• [PAGE TEXT]:

## Start

So the list is interesting reading but I have to believe there are many more of us who got up Sentinel before '76. For instance, when I first tried to free the Chouinard/Herbert with Kauk in '75, it was already a trade route - quite possibly with 50 or more ascents.

So for me, the real history here concerns the ascents before my generation came along (pre-1971). Before this era, I think the list might be fairly inclusive and accurate. After about 1970 - not so much.

JL
Roger Breedlove

climber
Cleveland Heights, Ohio
Jul 10, 2011 - 03:47pm PT
I agree with John's post just above. Just about everyone in the 70s climbed Sentinel by one or many routes, but not many bothered to look for a register. I think that maybe the actual register, as it stands, sums it up: it was very cool and a big deal before about 1970 and just good, no-big-deal climbing after about 1970.

So, Steve, where would the register have been on the top of Middle? It never even occured to me that there was at top, much less a register.
Steve Grossman

Trad climber
Seattle, WA
Topic Author's Reply - Jul 10, 2011 - 04:49pm PT
Roger- Just a query because I never found one the handful of times that I didn't go down the Catwalk (Edit: Kat Walk).

If the Sierra Club set registers early on, a record of the locations should be part of the public record sitting somewhere in the Bancroft boxes!
LongAgo

Trad climber
Jul 10, 2011 - 05:26pm PT
I think Roger hit it, pre-70 maybe the most interesting just because then it was still considered a significant challenge and notable climb of the day with less frequency of ascent, me suspects, so also more likely the register got signed then too, though still not perfect record obviously...
Mighty Hiker

climber
Vancouver, B.C.
Jul 11, 2011 - 02:46am PT
Katwalk?

Anyway, it looks like Steve and I may have to enlist Patrick Sawyer's help, in figuring out how to get some help whitewashing our wall/register. His distant relative Tom had that one all figured out.

## End

• [WORK TO DO]:
• a. In the Sentinel register thread, reproduce the passage from "So the list" up to and including "after about 1970.".
• b. Answer these from the Sentinel register thread:
(i) In what year did the first poster first try to free the Chouinard/Herbert with Kauk?
(ii) What location is listed for Roger Breedlove?
(iii) Where does Steve Grossman say a record of the register locations might be found?

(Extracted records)
## Start

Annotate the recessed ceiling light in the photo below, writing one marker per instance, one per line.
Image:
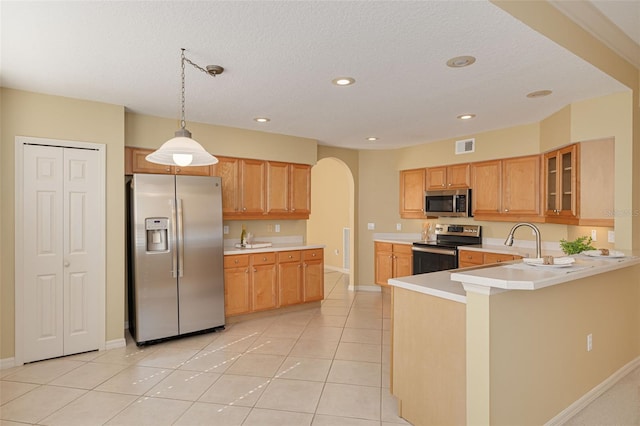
(460, 61)
(539, 94)
(343, 81)
(466, 116)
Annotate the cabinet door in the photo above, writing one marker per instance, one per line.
(277, 188)
(458, 176)
(313, 275)
(290, 277)
(192, 170)
(412, 186)
(403, 263)
(229, 171)
(237, 299)
(437, 177)
(487, 183)
(521, 185)
(384, 263)
(264, 287)
(139, 164)
(561, 184)
(253, 186)
(300, 192)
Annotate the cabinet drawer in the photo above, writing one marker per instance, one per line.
(402, 249)
(497, 258)
(263, 258)
(236, 261)
(312, 254)
(289, 256)
(470, 257)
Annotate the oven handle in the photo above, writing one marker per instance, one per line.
(448, 252)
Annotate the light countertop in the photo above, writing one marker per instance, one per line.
(274, 247)
(519, 276)
(507, 276)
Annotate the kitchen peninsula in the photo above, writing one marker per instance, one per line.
(508, 344)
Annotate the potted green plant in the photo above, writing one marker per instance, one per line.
(576, 246)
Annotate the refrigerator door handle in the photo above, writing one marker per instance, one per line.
(174, 245)
(180, 240)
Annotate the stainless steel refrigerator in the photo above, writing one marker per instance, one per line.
(176, 278)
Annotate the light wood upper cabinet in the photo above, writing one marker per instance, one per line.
(288, 190)
(507, 190)
(448, 177)
(487, 183)
(561, 184)
(412, 187)
(579, 184)
(391, 261)
(135, 162)
(253, 187)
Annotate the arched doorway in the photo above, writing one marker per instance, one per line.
(332, 219)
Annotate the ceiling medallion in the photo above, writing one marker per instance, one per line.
(460, 61)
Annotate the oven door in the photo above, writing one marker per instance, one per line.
(433, 259)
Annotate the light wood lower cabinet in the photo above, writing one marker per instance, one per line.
(290, 277)
(263, 281)
(475, 258)
(391, 261)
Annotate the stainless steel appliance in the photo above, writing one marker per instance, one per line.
(448, 202)
(176, 278)
(442, 254)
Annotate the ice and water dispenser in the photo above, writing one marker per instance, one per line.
(157, 234)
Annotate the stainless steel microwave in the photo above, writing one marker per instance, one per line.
(448, 202)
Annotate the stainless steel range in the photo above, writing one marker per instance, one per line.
(442, 254)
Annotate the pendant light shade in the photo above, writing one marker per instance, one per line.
(182, 150)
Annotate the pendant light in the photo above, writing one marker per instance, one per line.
(182, 150)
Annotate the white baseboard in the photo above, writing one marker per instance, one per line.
(116, 343)
(593, 394)
(7, 363)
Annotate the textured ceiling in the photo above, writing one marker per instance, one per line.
(280, 58)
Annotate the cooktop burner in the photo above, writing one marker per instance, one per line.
(454, 236)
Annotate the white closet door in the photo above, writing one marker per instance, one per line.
(81, 248)
(61, 195)
(43, 252)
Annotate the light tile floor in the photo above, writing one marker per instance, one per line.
(322, 366)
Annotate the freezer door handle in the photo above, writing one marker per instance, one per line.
(180, 240)
(174, 237)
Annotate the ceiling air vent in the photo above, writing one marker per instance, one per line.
(465, 146)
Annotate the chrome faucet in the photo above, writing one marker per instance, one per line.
(509, 241)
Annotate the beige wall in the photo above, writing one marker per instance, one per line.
(530, 362)
(30, 114)
(331, 200)
(145, 131)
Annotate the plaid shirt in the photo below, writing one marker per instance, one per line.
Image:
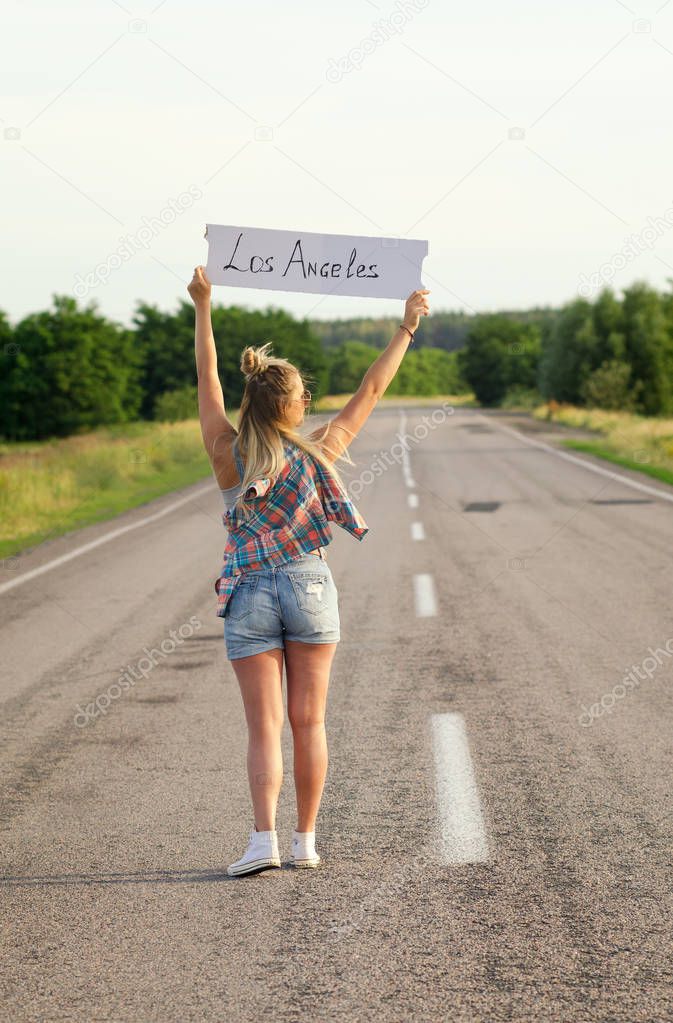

## End

• [ANSWERS GIVEN]:
• a.
So the list is interesting reading but I have to believe there are many more of us who got up Sentinel before '76. For instance, when I first tried to free the Chouinard/Herbert with Kauk in '75, it was already a trade route - quite possibly with 50 or more ascents.

So for me, the real history here concerns the ascents before my generation came along (pre-1971). Before this era, I think the list might be fairly inclusive and accurate. After about 1970 - not so much.

JL
Roger Breedlove

climber
Cleveland Heights, Ohio
Jul 10, 2011 - 03:47pm PT
I agree with John's post just above. Just about everyone in the 70s climbed Sentinel by one or many routes, but not many bothered to look for a register. I think that maybe the actual register, as it stands, sums it up: it was very cool and a big deal before about 1970 and just good, no-big-deal climbing after about 1970.

• b.
(i) '75
(ii) Cleveland Heights, Ohio
(iii) Somewhere in the Bancroft boxes